→ Instruction: The entries below are to be written out again without alteration.

→ Data section:
•••

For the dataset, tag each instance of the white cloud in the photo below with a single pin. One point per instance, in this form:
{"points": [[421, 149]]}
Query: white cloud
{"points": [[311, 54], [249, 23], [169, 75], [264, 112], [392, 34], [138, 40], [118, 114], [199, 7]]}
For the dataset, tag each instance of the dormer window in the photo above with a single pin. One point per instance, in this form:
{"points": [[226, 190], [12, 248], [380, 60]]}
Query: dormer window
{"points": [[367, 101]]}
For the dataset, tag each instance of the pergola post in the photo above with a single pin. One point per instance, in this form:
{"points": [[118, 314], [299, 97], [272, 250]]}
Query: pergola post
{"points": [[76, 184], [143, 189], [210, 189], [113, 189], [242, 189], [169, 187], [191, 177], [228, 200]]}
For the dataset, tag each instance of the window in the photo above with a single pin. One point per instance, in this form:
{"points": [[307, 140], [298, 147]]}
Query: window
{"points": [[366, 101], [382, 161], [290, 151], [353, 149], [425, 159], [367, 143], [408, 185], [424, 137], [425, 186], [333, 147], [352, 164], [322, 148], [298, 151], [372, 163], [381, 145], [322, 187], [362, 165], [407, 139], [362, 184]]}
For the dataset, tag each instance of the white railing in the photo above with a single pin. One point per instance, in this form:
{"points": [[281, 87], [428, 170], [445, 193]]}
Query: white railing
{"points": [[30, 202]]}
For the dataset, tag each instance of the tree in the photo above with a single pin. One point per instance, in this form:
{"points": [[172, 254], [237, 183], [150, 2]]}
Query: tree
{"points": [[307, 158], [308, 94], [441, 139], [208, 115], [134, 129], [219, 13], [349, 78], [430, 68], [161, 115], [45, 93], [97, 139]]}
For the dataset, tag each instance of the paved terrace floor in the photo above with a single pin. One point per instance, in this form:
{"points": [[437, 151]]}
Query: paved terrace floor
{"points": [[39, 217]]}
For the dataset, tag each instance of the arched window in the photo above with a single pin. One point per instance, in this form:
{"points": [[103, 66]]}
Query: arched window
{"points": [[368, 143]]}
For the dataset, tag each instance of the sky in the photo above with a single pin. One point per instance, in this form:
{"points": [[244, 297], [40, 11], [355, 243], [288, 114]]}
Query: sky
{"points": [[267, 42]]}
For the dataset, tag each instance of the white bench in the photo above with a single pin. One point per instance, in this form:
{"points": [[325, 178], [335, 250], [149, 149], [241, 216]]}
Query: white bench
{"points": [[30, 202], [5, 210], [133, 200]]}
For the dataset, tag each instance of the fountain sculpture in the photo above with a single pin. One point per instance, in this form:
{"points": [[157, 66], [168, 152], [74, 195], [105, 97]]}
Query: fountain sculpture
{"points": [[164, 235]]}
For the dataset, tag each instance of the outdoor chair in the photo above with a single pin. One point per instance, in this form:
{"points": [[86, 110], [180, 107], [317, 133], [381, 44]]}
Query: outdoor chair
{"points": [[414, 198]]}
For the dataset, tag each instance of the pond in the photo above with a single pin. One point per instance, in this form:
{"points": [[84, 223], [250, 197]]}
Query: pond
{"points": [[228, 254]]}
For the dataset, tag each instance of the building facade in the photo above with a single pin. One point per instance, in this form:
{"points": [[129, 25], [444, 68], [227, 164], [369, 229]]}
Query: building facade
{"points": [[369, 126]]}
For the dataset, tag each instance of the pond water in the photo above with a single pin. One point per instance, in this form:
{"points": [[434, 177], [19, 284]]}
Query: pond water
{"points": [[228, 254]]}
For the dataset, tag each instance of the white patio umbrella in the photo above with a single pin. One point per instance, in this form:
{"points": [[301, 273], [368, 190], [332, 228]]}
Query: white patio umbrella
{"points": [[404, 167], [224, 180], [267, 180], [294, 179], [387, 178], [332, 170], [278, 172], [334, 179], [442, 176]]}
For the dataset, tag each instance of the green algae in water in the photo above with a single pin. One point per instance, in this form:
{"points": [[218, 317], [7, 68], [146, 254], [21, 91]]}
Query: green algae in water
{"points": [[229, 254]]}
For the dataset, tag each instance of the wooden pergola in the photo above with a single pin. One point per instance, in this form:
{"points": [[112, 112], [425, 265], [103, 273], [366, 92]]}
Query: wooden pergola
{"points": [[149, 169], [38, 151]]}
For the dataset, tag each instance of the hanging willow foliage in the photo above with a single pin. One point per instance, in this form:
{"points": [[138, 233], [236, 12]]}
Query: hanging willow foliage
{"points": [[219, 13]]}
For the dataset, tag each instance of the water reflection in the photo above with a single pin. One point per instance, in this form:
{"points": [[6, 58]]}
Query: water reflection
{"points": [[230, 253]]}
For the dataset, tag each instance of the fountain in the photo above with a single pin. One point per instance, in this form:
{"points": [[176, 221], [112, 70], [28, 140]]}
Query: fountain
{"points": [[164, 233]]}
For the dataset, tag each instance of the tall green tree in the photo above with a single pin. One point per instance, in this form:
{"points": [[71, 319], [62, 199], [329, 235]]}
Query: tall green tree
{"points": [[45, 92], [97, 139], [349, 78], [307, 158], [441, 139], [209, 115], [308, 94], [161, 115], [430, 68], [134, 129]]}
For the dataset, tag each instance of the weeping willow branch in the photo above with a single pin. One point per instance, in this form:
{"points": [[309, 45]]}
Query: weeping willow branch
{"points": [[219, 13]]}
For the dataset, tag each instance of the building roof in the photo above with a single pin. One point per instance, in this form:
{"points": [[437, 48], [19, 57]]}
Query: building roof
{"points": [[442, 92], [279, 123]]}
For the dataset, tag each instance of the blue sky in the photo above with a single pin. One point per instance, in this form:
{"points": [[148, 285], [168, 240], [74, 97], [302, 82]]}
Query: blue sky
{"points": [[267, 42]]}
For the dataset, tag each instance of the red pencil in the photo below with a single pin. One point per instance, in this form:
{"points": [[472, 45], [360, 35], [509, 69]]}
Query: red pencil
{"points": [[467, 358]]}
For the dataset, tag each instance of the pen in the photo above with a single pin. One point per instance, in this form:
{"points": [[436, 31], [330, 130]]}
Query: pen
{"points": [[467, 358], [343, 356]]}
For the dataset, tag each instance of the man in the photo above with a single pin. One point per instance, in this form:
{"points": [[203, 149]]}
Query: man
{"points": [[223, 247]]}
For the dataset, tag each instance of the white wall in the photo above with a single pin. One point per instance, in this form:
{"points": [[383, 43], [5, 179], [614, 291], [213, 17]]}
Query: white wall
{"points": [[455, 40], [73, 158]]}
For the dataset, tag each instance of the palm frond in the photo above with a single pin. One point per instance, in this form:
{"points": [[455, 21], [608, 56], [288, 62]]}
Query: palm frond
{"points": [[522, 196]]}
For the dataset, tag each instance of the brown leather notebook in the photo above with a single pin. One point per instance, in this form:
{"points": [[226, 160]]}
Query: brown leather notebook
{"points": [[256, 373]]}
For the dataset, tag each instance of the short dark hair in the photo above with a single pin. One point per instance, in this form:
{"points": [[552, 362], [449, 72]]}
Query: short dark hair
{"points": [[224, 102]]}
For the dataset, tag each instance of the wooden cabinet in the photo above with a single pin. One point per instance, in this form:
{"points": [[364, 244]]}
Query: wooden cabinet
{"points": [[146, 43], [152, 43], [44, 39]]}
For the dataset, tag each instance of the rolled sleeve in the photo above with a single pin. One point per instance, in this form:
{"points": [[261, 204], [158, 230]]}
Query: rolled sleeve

•••

→ Response to this exercise:
For the dataset, tag each instance of the white cloud in the photo below with a single pin. One point per instance, in this form:
{"points": [[421, 149]]}
Query: white cloud
{"points": [[311, 54], [249, 23], [169, 75], [264, 112], [392, 34], [138, 40], [118, 114], [199, 7]]}
For the dataset, tag each instance of the dormer window in the photo above with a single pin. One point per instance, in this form:
{"points": [[226, 190], [12, 248], [380, 60]]}
Query: dormer window
{"points": [[367, 101]]}
For the dataset, tag each instance of the pergola post in the photo above with a single pin. One point per instance, in this form:
{"points": [[118, 314], [299, 97], [272, 250]]}
Query: pergola post
{"points": [[76, 184], [143, 189], [210, 189], [113, 189], [242, 189], [169, 187], [191, 177], [228, 200]]}
For the dataset, tag each instance of the window in the photo above with a single pin. One point per instance, in this form:
{"points": [[307, 140], [298, 147]]}
Query: window
{"points": [[366, 101], [382, 161], [290, 151], [353, 149], [425, 159], [367, 143], [408, 185], [424, 137], [425, 186], [333, 147], [352, 164], [322, 148], [298, 151], [372, 163], [381, 145], [322, 187], [362, 165], [407, 139], [362, 184]]}
For the dataset, tag each instance of the white railing in the photo above with a single pin. One point per instance, in this form:
{"points": [[281, 87], [428, 170], [445, 193]]}
Query: white railing
{"points": [[30, 202]]}
For the dataset, tag each instance of the tree in the photo above with a single pin. One point per instance, in this form:
{"points": [[172, 254], [237, 183], [150, 2]]}
Query: tree
{"points": [[307, 158], [308, 94], [441, 139], [208, 115], [134, 129], [219, 13], [349, 78], [430, 68], [161, 115], [45, 93], [97, 139]]}
For the dataset, tag each instance of the paved terrace floor in the photo above with a single pin. One point per instance, in this form:
{"points": [[437, 151]]}
Query: paved terrace floor
{"points": [[39, 217]]}
For the dataset, tag each instance of the arched window in the photo above with a single pin. One point per instance, in this form:
{"points": [[103, 66]]}
Query: arched window
{"points": [[368, 143]]}
For the dataset, tag each instance of the sky in the photo above with a single pin. One point per instance, in this form:
{"points": [[244, 297], [40, 11], [355, 243], [288, 114]]}
Query: sky
{"points": [[267, 42]]}
For the dataset, tag each instance of the white bench in the photo above with a single pin. One point per instance, in this form:
{"points": [[325, 178], [335, 250], [149, 149], [241, 216]]}
Query: white bench
{"points": [[30, 202], [5, 210], [133, 200]]}
For the dataset, tag each instance of the fountain sculpture in the photo above with a single pin. One point per instance, in this form:
{"points": [[157, 66], [168, 152], [74, 195], [105, 97]]}
Query: fountain sculpture
{"points": [[164, 235]]}
For the dataset, tag each instance of the outdoor chair in the photo above with a single pin. One point per instance, in this form:
{"points": [[86, 110], [180, 107], [317, 133], [381, 44]]}
Query: outdoor chair
{"points": [[414, 198]]}
For the dataset, tag each instance of the pond in the photo above with a single pin. One point per instance, in this form:
{"points": [[84, 223], [250, 197]]}
Query: pond
{"points": [[228, 254]]}
For the dataset, tag each instance of the building facade in the photo above with a single pin. One point per instance, in this form:
{"points": [[129, 25], [444, 68], [227, 164], [369, 229]]}
Query: building facade
{"points": [[369, 126]]}
For the dataset, tag each instance of the pond water in the photo above with a single pin. One point per instance, in this form:
{"points": [[434, 177], [19, 284]]}
Query: pond water
{"points": [[228, 254]]}
For the dataset, tag each instance of the white patio umbrella in the photo above with a single pin. One point per instance, in this form:
{"points": [[301, 273], [368, 190], [332, 228]]}
Query: white patio umbrella
{"points": [[404, 167], [224, 180], [267, 180], [294, 179], [387, 178], [332, 170], [278, 172], [334, 179], [442, 176]]}
For the dataset, tag each instance of the green algae in water in the photo above with a single pin. One point per instance, in this form:
{"points": [[218, 317], [7, 68], [146, 254], [21, 91]]}
Query: green algae in water
{"points": [[229, 254]]}
For the dataset, tag each instance of the wooden pergola in the photo above with a single pin. One point per instance, in this form:
{"points": [[112, 112], [425, 265], [103, 273], [366, 92]]}
Query: wooden pergola
{"points": [[149, 169], [38, 151]]}
For the dataset, tag each instance of the hanging willow foliage in the photo above with a single pin. One point per instance, in this form:
{"points": [[138, 233], [236, 12]]}
Query: hanging willow foliage
{"points": [[219, 13]]}
For the dataset, tag each instance of the water reflection in the photo above with a single pin. One point per instance, in this form:
{"points": [[6, 58]]}
Query: water reflection
{"points": [[230, 253]]}
For the dataset, tag each instance of the fountain in the photo above with a single pin. One point per instance, in this form:
{"points": [[176, 221], [112, 70], [28, 140]]}
Query: fountain
{"points": [[164, 233]]}
For the dataset, tag each instance of the tall green tree in the photo above with a single pin. One point per instance, in this form:
{"points": [[71, 319], [62, 199], [329, 235]]}
Query: tall green tree
{"points": [[45, 92], [97, 139], [349, 78], [307, 158], [441, 139], [209, 115], [308, 94], [161, 115], [430, 68], [134, 129]]}
For the dataset, tag each instance of the weeping willow branch in the photo above with a single pin. One point per instance, in this form:
{"points": [[309, 45]]}
Query: weeping willow branch
{"points": [[219, 13]]}
For the dataset, tag each instance of the building roof in the photo above with a single pin. One point per instance, in this form:
{"points": [[437, 48], [19, 57]]}
Query: building roof
{"points": [[442, 92], [279, 123]]}
For the dataset, tag each instance of the blue sky in the photo above with a single pin. One point per instance, in this form:
{"points": [[148, 285], [168, 240], [74, 97], [302, 82]]}
Query: blue sky
{"points": [[267, 42]]}
For the dataset, tag each instance of the red pencil in the photo below with a single pin. One point per instance, in this form:
{"points": [[472, 45], [360, 35], [509, 69]]}
Query: red pencil
{"points": [[467, 358]]}
For the dataset, tag each instance of the pen in the photo above with a single pin. One point per instance, in this form:
{"points": [[436, 31], [330, 130]]}
Query: pen
{"points": [[467, 358], [343, 356]]}
For the dataset, tag each instance of the man in the photo above with a single pin. One point per instance, in this form:
{"points": [[203, 149]]}
Query: man
{"points": [[223, 247]]}
For the dataset, tag each instance of the white wall in the photo above with a single pin. One point per instance, in this form:
{"points": [[383, 43], [5, 179], [614, 291], [213, 17]]}
Query: white wall
{"points": [[455, 40], [73, 158]]}
For the dataset, tag each instance of the palm frond in the photo above with a single pin. One point per instance, in this form:
{"points": [[455, 21], [608, 56], [288, 62]]}
Query: palm frond
{"points": [[522, 196]]}
For the dataset, tag each instance of the brown leather notebook in the photo above with a single pin. One point per instance, in this form:
{"points": [[226, 160]]}
Query: brown leather notebook
{"points": [[256, 373]]}
For the dataset, tag each instance of the short dark hair in the photo above with a single pin. One point per instance, in this form:
{"points": [[552, 362], [449, 72]]}
Query: short dark hair
{"points": [[224, 102]]}
For the dataset, tag each instance of the wooden cabinet in the photo above with a single pin. One point per instance, in this form:
{"points": [[364, 244]]}
Query: wooden cabinet
{"points": [[146, 43], [152, 43], [44, 39]]}
For the dataset, tag each instance of the rolled sleeve in the photo above with a single pin. One point per instance, in this form:
{"points": [[261, 204], [158, 230]]}
Query: rolled sleeve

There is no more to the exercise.